[Object pointing dataset entries]
===

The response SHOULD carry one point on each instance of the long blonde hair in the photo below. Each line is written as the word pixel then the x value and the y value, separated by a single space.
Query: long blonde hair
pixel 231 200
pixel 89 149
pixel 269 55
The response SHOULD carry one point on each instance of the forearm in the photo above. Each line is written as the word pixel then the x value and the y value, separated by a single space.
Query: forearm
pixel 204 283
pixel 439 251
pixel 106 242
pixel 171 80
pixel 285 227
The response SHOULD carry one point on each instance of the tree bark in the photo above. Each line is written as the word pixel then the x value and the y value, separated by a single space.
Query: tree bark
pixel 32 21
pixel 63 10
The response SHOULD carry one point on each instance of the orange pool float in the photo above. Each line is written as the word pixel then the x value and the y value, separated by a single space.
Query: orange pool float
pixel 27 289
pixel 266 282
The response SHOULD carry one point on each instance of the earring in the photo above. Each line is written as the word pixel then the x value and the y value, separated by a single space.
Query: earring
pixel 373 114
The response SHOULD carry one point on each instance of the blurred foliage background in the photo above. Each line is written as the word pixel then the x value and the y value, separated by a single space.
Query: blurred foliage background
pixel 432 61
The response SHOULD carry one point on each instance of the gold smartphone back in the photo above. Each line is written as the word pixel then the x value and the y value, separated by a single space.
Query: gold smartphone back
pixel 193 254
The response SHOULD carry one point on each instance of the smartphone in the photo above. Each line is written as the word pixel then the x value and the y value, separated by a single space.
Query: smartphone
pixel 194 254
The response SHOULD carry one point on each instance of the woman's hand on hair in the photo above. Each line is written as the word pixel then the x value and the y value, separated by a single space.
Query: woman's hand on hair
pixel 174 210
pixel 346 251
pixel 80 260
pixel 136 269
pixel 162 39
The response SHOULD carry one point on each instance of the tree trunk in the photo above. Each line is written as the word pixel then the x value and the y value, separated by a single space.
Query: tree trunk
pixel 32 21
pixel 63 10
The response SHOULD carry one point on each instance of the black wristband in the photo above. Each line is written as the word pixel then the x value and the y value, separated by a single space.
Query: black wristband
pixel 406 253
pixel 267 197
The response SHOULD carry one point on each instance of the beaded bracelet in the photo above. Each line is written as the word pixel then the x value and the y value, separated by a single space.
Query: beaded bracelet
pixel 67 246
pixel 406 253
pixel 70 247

===

**Task objective:** Copy out, word for word, the part of the listing that opens with the line containing "of the forearm" and closes with the line containing "pixel 193 254", including both of those lines.

**Task result:**
The response SHOULD carry one point on each instance of the forearm in the photo above. Each line is written as the word pixel then the x value and the y value, separated by a single space.
Query: forearm
pixel 204 283
pixel 439 251
pixel 106 242
pixel 171 80
pixel 285 227
The response SHOULD carry one point on each instance of the tree bark in the photo above. Each line is written as the word pixel then the x value and the y value, separated by a single space.
Query: tree bark
pixel 32 21
pixel 63 10
The response SHOULD carry one point on each instance of the orange pool float in the photo above. Each line is written as the word pixel then the x value and the y value, separated by a single space.
Query: orange pool float
pixel 27 289
pixel 266 282
The response SHOULD carry one point on each instance of the earring in the photo above. Each line is written as the word pixel then the x value and the y value, separated by a single space.
Query: earring
pixel 373 114
The response SHOULD carry one point on each instance of the blurred foliage background in the photo above. Each line is written as the word pixel then the x value and the y value, separated by a single space.
Query: blurred foliage background
pixel 432 61
The response SHOULD carry one point on each instance of the gold smartphone back in the photo above. Each line is written as the word pixel then the x value and the y value, separated by a single space.
Query: gold smartphone back
pixel 193 254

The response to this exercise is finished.